— Goal —
Swap "camera-trap tally" for "wildlife count" everywhere it appears in the lines below, and write the lines out again with nothing else changed. Leave the pictures out.

— Material shown —
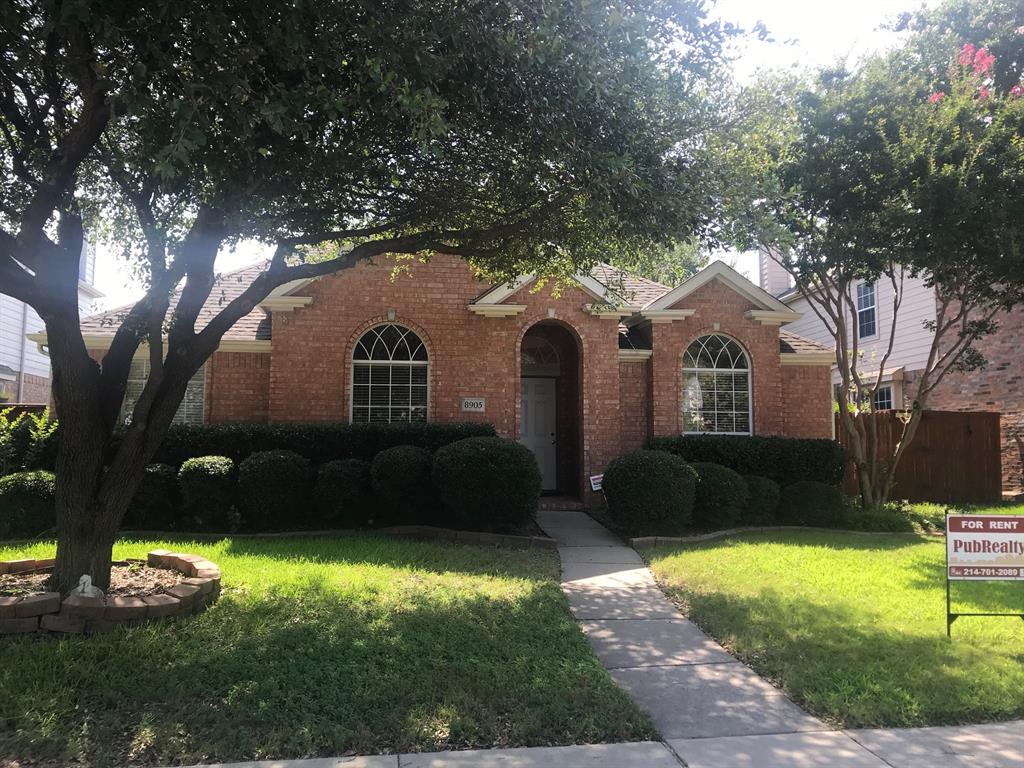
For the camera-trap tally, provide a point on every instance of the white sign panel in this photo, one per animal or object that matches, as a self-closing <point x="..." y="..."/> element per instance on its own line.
<point x="985" y="547"/>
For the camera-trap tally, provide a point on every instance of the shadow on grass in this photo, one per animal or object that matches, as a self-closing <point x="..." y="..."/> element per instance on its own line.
<point x="840" y="666"/>
<point x="317" y="669"/>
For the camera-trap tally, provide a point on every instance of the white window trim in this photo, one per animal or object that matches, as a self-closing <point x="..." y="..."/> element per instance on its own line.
<point x="352" y="363"/>
<point x="750" y="385"/>
<point x="873" y="307"/>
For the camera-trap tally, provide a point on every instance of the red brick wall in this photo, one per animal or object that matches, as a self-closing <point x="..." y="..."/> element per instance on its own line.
<point x="998" y="387"/>
<point x="470" y="355"/>
<point x="634" y="399"/>
<point x="716" y="303"/>
<point x="238" y="387"/>
<point x="806" y="402"/>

— Reply to the task —
For the wildlife count, provide a point on every instance of the white sign panel in this photo, one per animal or object that matches, as a self-closing <point x="..." y="..."/> element per instance on its own line.
<point x="985" y="547"/>
For the wildlife count, provide a point on every instance of the shadow on grass in this photo, one per animal or object that matches, as a self-closing <point x="..." y="..."/> element per instance on its own line.
<point x="840" y="666"/>
<point x="317" y="669"/>
For the wildlife count, provide a point on every instance of the white window trim in this photo, one per animal or object that matches, as a self-closing <point x="..." y="..."/> element per instance on its own line.
<point x="352" y="363"/>
<point x="750" y="385"/>
<point x="873" y="307"/>
For the wildlife count, provide a point on every instance of the red brick wall in this photo, one per animal or object that matches, as a self-closing <point x="..." y="..."/> element per instance on its own line.
<point x="998" y="387"/>
<point x="470" y="355"/>
<point x="634" y="399"/>
<point x="716" y="303"/>
<point x="238" y="387"/>
<point x="806" y="402"/>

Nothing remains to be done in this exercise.